▶ **EXERCISE DIRECTIONS**
Rewrite the entries from the line with "Locate every instance of the black knit" up to and including the line with "(1181, 536)", changing "suit jacket" to "blazer" and keeping everything else the same.

(Location labeling entries)
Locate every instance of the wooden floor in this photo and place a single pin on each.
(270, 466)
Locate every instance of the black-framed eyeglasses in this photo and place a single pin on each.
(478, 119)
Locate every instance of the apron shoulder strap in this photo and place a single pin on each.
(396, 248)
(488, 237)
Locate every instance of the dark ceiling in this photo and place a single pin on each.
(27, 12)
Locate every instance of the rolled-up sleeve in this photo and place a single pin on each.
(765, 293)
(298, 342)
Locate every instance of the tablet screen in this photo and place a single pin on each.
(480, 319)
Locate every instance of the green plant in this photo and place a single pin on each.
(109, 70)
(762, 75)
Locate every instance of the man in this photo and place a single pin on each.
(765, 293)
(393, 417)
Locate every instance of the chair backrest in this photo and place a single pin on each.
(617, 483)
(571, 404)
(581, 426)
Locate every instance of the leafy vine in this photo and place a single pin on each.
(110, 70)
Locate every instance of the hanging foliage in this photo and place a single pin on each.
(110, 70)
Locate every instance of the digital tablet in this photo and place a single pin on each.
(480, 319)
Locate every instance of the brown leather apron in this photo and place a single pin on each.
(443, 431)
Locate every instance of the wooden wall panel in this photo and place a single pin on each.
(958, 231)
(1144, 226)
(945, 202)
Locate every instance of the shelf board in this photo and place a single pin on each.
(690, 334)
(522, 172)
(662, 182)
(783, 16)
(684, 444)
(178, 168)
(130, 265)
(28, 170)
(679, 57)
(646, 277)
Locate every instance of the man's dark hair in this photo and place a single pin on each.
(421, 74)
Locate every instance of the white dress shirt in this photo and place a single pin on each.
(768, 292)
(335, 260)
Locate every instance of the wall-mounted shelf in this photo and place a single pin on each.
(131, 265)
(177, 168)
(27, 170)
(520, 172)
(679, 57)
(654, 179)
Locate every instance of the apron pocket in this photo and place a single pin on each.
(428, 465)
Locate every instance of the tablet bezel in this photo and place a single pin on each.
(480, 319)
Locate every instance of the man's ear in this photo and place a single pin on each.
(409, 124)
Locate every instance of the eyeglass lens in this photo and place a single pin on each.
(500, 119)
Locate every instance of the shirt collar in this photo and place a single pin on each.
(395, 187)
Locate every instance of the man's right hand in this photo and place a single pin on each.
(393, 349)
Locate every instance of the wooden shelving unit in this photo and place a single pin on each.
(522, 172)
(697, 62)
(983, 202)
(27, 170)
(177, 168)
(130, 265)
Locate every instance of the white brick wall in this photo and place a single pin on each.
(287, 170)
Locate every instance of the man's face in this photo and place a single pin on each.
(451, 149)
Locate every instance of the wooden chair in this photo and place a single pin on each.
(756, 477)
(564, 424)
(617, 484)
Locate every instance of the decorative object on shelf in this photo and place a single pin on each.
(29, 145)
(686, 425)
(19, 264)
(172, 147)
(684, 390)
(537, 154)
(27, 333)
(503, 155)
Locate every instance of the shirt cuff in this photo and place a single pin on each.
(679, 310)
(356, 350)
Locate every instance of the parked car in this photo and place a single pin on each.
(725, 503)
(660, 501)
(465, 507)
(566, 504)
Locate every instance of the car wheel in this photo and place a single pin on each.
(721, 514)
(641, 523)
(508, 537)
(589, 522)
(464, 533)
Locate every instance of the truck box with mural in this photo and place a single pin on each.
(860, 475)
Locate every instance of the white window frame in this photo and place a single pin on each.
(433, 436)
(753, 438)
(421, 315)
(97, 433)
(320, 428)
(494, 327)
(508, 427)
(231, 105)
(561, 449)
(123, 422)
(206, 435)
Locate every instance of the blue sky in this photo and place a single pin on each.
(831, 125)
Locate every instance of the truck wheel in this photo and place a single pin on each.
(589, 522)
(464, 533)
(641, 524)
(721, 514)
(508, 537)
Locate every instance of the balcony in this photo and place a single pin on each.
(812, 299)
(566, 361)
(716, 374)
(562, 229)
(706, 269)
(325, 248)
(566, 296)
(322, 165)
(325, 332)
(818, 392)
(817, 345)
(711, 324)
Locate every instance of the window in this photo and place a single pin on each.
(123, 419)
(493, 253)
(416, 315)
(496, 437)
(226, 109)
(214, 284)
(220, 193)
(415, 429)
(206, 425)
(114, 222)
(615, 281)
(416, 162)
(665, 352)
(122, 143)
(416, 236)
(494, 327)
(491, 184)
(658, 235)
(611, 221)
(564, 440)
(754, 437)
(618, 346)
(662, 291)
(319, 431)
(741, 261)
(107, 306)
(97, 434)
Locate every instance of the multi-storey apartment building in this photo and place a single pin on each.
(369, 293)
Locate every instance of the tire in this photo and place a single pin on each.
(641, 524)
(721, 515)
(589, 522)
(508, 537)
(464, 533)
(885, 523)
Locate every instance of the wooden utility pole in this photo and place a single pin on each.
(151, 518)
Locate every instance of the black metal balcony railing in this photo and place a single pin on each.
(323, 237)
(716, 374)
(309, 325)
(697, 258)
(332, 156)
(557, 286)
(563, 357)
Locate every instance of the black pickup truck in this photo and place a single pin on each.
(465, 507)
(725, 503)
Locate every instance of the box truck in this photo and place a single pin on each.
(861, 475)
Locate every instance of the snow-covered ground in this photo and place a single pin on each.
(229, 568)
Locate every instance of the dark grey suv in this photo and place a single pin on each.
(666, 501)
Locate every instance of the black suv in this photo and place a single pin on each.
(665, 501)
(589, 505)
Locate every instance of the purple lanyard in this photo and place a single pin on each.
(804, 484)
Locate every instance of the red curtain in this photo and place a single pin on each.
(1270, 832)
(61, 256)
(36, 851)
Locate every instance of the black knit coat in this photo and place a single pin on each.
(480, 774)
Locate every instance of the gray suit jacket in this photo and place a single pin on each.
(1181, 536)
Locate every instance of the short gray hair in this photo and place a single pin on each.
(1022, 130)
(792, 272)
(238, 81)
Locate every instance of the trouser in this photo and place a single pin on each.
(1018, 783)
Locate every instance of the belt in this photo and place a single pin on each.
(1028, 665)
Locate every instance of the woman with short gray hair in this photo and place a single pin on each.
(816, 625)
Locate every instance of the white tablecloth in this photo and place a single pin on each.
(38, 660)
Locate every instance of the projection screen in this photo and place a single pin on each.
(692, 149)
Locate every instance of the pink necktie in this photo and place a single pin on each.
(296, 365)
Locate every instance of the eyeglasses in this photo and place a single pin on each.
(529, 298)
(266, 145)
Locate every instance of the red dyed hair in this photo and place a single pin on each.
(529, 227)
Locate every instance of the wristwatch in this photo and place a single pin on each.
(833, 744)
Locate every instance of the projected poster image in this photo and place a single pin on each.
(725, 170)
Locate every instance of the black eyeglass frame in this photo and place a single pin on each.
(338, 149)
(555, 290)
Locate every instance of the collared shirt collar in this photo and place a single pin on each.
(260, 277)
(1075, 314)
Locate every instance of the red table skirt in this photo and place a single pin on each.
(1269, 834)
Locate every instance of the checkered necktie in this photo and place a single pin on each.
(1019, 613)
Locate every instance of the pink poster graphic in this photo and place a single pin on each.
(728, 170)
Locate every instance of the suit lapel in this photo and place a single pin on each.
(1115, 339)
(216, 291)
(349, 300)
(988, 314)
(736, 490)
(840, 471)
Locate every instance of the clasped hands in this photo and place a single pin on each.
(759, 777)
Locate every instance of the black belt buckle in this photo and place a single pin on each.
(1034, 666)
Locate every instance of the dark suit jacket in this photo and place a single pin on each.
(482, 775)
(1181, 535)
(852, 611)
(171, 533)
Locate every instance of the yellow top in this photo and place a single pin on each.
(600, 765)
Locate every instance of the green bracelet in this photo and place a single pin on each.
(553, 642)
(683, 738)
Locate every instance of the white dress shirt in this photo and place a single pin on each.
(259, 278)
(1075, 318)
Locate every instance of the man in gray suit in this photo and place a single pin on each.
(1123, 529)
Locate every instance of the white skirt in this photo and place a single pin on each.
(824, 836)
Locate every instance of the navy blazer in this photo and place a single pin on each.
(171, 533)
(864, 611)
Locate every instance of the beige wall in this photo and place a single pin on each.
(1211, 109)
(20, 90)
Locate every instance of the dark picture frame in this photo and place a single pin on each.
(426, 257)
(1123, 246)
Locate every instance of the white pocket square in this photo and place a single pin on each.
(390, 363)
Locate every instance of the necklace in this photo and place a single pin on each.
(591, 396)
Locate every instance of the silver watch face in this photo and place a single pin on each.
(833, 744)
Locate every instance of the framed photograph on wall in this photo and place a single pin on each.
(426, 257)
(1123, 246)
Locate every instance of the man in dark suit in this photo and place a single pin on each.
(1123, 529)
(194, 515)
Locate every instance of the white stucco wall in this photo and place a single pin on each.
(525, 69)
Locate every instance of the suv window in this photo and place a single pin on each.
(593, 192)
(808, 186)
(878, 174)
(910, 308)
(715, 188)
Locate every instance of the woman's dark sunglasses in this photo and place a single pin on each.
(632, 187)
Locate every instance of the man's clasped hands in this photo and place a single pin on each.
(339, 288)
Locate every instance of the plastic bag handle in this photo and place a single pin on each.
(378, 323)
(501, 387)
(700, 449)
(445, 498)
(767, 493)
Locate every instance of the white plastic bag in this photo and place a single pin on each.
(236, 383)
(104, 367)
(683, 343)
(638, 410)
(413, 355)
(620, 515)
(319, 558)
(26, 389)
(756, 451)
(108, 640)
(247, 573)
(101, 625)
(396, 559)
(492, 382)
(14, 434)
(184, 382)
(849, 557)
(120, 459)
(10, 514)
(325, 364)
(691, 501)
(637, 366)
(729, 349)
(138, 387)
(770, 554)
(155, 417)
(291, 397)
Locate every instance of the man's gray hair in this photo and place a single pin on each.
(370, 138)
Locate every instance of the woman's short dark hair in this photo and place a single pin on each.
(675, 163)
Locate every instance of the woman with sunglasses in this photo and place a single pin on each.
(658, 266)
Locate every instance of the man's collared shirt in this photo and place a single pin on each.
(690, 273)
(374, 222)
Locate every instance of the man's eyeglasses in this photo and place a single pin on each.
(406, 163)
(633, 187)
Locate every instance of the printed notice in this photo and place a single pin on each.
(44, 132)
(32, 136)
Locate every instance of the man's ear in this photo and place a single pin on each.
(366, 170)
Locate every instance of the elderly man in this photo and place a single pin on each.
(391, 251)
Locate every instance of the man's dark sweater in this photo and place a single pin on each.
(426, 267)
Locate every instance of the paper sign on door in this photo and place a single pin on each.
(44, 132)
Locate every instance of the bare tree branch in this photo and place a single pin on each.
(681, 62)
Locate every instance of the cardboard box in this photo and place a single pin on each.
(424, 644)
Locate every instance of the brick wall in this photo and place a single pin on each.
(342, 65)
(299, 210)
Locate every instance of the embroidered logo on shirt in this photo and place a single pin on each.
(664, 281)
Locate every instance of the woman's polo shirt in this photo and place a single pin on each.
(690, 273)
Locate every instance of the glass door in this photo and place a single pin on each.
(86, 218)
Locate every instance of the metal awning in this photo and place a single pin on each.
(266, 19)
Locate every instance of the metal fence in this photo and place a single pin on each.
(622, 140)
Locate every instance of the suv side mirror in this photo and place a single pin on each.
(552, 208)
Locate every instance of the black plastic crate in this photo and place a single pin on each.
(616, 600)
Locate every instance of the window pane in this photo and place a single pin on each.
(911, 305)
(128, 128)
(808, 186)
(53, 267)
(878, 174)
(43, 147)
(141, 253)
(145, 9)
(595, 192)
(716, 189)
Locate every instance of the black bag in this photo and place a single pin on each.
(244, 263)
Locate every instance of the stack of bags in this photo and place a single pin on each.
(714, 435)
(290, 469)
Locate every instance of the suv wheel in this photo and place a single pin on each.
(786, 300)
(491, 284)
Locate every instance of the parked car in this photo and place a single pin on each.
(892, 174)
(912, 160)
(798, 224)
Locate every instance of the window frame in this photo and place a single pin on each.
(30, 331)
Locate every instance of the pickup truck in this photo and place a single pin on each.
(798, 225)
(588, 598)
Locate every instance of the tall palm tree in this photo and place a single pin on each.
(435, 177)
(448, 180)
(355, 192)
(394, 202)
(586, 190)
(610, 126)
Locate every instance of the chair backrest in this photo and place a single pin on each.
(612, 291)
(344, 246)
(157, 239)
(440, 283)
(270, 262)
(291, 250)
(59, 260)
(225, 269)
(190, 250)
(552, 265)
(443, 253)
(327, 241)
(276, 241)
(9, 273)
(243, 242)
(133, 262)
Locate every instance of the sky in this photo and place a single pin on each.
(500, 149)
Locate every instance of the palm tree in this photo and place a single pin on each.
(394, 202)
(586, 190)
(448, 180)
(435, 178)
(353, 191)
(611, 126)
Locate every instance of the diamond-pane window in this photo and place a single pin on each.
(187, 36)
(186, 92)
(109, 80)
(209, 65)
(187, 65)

▶ **EXPECTED ANSWER**
Locate every instance of the black knit coat in this photo and place a single pin on each.
(480, 774)
Locate every instance of the gray blazer in this photo and place a single pin on each.
(1181, 536)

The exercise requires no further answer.